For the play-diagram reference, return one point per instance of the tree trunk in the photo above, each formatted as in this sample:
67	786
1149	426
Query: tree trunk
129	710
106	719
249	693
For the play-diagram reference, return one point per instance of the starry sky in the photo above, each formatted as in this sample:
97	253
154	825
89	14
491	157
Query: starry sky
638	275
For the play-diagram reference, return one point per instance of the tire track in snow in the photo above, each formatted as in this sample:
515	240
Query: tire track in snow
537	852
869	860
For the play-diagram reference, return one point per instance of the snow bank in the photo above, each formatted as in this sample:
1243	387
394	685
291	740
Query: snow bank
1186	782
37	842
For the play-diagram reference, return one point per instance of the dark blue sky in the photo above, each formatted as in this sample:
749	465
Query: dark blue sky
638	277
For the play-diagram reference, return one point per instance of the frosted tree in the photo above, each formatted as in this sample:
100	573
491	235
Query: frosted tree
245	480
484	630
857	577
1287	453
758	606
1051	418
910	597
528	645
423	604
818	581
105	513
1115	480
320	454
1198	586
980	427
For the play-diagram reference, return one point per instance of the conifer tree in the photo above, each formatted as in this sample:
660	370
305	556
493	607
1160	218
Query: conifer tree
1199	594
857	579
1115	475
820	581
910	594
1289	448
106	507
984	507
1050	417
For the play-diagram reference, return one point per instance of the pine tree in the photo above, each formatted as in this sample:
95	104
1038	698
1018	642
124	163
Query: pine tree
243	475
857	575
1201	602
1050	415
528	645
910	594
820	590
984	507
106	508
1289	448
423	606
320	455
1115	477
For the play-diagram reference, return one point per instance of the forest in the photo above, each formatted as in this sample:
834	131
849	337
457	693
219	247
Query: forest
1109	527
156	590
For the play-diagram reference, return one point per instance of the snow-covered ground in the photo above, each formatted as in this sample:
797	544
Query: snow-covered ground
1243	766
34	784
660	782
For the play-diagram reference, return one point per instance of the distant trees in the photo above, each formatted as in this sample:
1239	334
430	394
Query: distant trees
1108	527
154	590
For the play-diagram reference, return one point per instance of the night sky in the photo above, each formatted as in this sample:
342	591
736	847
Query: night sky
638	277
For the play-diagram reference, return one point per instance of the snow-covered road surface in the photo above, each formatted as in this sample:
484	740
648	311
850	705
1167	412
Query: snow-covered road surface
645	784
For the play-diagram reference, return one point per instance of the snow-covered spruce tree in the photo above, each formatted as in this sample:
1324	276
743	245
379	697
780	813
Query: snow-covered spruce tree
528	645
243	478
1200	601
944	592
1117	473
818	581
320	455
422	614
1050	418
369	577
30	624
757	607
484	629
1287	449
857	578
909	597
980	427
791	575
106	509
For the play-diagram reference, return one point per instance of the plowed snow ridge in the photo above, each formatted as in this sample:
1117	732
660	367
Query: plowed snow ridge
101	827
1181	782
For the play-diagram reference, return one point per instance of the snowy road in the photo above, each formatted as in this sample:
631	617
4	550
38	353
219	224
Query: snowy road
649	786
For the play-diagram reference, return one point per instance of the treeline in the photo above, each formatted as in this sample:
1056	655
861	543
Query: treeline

________________

[Short exercise]:
Please rewrite the listing from the line that contains "of the plowed" through the end, with "sample" changed to "example" and nothing else altered.

[Solution for this problem]:
For the play-diagram reference, return one point per instance of the plowed snow ridge in the photo above, each formatted as in this example:
1117	732
660	367
Query: plowed snow ridge
101	827
1181	782
For the play-diagram reference, return one point per instance of the snowy road in the photo above, each formatted as in this example:
631	617
4	550
38	353
219	224
Query: snowy road
649	786
For the play-diagram reference, return one point per instance of the treeline in the photo above, each formatted as in this example:
1056	655
861	543
Query: treeline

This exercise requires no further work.